---- Input data

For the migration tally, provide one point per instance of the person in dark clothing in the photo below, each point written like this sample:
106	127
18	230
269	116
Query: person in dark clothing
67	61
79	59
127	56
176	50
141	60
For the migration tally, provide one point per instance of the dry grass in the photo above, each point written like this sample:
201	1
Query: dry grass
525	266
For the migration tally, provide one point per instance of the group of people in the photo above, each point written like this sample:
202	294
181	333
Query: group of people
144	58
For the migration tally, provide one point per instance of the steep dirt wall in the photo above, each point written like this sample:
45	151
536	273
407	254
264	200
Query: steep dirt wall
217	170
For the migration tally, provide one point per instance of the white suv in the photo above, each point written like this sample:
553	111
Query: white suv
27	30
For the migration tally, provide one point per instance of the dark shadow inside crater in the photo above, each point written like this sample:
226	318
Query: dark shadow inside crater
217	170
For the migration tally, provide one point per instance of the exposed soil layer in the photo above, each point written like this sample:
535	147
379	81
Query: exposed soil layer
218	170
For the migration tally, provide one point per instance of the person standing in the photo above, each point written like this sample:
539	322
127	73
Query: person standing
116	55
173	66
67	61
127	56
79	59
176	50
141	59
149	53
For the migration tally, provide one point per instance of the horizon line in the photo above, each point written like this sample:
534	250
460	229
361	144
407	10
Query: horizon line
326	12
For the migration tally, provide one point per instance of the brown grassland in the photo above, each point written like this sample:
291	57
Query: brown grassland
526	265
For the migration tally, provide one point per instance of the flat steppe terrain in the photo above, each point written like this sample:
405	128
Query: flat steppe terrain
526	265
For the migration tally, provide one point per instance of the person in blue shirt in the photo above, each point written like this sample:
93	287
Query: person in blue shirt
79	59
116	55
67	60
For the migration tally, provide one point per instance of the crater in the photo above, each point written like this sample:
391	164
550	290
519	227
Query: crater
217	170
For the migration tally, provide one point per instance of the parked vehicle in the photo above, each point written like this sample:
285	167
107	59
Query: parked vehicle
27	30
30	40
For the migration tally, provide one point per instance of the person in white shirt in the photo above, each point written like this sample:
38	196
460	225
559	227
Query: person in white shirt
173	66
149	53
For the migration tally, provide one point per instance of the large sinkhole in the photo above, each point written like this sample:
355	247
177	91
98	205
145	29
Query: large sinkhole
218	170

--------
---- Input data

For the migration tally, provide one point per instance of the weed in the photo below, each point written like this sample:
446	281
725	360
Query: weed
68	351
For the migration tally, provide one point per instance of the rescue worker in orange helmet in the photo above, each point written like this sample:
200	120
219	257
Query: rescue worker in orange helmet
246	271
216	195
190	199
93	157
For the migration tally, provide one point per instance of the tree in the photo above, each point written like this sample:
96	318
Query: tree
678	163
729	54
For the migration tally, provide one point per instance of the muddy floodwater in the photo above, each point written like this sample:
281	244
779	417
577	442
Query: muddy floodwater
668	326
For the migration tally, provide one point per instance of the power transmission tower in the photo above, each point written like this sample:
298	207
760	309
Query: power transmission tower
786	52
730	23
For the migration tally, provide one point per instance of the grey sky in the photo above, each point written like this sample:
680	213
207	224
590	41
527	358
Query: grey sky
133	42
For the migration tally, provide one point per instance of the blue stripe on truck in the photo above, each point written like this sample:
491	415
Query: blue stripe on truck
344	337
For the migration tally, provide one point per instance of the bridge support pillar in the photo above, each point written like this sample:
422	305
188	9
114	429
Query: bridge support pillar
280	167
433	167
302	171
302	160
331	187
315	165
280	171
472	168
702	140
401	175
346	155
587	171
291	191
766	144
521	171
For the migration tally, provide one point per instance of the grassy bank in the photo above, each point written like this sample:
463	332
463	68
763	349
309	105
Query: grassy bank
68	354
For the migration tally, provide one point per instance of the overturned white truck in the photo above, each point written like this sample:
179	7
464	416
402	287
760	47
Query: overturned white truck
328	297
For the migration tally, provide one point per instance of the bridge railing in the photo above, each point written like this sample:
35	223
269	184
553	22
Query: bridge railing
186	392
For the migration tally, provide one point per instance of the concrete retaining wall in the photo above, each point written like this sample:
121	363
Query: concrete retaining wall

--------
---- Input data

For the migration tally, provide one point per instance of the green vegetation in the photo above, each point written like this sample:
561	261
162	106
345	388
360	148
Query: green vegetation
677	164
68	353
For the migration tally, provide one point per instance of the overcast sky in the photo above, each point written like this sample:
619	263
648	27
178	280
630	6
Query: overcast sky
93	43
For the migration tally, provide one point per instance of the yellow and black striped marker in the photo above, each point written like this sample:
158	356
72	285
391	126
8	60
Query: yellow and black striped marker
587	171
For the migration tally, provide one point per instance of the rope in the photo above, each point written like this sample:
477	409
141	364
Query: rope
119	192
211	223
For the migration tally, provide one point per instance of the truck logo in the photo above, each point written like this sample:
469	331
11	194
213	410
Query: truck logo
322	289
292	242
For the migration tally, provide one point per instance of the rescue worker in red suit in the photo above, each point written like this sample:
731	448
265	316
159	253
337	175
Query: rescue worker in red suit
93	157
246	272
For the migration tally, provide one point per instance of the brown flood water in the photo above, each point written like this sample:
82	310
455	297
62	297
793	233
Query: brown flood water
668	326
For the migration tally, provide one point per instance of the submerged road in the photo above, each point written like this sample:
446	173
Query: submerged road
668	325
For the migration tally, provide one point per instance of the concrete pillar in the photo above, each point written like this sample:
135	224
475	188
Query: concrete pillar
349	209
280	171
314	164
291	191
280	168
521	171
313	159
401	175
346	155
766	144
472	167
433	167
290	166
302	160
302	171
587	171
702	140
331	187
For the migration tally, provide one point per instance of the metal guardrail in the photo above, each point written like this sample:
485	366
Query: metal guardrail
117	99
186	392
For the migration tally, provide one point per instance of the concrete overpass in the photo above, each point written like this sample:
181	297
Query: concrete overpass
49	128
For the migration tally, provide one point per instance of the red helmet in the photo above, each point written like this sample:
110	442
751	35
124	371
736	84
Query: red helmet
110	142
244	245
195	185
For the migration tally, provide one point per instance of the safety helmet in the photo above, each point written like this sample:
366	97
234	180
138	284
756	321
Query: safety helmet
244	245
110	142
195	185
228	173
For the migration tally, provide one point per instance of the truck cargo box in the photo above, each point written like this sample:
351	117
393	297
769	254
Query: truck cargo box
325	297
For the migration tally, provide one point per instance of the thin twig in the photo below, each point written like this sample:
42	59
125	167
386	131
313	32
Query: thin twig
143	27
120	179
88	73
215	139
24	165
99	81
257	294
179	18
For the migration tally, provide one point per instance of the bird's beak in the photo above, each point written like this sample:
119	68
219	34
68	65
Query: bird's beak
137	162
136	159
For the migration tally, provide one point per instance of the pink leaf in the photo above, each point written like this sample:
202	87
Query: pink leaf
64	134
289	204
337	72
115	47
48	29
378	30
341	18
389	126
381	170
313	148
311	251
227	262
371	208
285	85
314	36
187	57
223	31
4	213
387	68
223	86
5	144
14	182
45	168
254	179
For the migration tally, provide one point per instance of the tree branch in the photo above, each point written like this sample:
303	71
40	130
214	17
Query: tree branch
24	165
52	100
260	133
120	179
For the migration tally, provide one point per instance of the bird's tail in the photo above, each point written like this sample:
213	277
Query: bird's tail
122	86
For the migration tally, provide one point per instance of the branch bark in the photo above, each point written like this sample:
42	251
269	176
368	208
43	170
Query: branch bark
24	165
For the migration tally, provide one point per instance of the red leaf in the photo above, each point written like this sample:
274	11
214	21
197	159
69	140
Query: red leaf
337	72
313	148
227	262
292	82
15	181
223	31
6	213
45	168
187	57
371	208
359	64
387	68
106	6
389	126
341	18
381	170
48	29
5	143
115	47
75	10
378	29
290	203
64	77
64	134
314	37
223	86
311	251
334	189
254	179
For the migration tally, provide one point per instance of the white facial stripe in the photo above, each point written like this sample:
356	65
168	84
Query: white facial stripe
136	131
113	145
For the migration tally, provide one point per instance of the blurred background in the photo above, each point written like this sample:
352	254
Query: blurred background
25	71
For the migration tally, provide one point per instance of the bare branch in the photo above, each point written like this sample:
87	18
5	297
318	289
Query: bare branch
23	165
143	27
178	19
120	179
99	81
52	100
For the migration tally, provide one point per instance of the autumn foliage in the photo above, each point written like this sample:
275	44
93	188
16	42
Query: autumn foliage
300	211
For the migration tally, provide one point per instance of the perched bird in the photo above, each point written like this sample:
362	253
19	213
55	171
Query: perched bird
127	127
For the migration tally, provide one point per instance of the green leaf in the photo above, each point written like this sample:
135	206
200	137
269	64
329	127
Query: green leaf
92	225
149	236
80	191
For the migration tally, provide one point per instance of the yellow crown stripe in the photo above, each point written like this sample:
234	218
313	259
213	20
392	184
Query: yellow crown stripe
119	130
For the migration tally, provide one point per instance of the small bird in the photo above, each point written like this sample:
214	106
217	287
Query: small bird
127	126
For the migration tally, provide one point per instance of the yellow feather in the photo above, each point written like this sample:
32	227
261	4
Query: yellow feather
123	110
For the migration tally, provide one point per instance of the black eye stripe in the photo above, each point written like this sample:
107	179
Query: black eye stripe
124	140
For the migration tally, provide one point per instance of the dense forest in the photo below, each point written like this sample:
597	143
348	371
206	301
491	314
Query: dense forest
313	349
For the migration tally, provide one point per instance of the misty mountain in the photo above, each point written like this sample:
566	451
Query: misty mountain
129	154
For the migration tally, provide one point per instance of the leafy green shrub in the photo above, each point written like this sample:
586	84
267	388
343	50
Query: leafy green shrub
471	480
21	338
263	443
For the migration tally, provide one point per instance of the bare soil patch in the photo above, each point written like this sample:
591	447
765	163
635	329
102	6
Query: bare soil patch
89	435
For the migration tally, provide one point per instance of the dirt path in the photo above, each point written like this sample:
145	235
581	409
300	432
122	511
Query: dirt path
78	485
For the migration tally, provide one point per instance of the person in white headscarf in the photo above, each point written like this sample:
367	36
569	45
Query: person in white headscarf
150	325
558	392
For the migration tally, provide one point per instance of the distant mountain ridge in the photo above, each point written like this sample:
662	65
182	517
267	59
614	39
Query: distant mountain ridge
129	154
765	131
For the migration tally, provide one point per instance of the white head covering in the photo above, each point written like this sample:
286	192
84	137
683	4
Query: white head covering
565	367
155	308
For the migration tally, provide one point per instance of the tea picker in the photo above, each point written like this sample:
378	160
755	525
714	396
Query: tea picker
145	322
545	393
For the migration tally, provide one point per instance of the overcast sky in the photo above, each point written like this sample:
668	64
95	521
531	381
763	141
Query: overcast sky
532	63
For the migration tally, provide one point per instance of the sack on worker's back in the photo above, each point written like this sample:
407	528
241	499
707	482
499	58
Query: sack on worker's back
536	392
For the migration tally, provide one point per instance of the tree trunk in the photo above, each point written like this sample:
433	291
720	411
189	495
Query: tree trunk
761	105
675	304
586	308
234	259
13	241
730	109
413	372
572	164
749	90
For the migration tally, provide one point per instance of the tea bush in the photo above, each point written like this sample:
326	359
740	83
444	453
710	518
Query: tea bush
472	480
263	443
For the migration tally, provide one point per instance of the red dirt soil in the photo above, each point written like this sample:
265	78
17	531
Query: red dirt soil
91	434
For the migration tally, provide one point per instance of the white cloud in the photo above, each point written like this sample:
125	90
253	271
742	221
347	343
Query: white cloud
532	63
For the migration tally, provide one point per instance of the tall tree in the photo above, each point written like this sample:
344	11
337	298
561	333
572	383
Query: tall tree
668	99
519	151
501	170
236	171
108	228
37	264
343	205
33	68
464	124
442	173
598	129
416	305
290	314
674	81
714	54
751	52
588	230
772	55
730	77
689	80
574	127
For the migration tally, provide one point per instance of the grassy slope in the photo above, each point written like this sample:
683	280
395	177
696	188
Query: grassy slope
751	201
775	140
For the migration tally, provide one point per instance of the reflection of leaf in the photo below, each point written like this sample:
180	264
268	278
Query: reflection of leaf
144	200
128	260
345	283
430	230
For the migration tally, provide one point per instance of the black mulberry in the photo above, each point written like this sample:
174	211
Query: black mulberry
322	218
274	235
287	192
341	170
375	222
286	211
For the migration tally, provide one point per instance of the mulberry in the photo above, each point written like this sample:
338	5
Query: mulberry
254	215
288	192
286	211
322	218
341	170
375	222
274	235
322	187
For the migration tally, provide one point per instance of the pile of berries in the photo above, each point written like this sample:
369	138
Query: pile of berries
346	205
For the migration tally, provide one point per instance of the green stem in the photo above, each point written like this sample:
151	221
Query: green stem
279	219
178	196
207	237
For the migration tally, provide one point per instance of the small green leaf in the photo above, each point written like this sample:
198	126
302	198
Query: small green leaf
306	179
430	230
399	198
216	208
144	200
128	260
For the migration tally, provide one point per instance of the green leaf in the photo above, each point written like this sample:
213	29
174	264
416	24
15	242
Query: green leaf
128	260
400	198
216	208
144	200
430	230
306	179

--------

Work to be completed: When a line contains the string "below", copy it from the records.

Reply to the exercise:
For the migration tally, provide one point per instance of the person in dark clothing in the photo below, each point written like this sample:
For the migration tally, provide one point per instance of the weed in the photo below, each point written like this sample:
For the migration tally, provide one point per instance of the thin twig in the photo below, each point written like this sample:
For the migration tally, provide one point per instance of the dense forest in the photo below, each point written like this sample:
For the migration tally, provide one point per instance of the reflection of leaf in the photo below, each point written like this sample:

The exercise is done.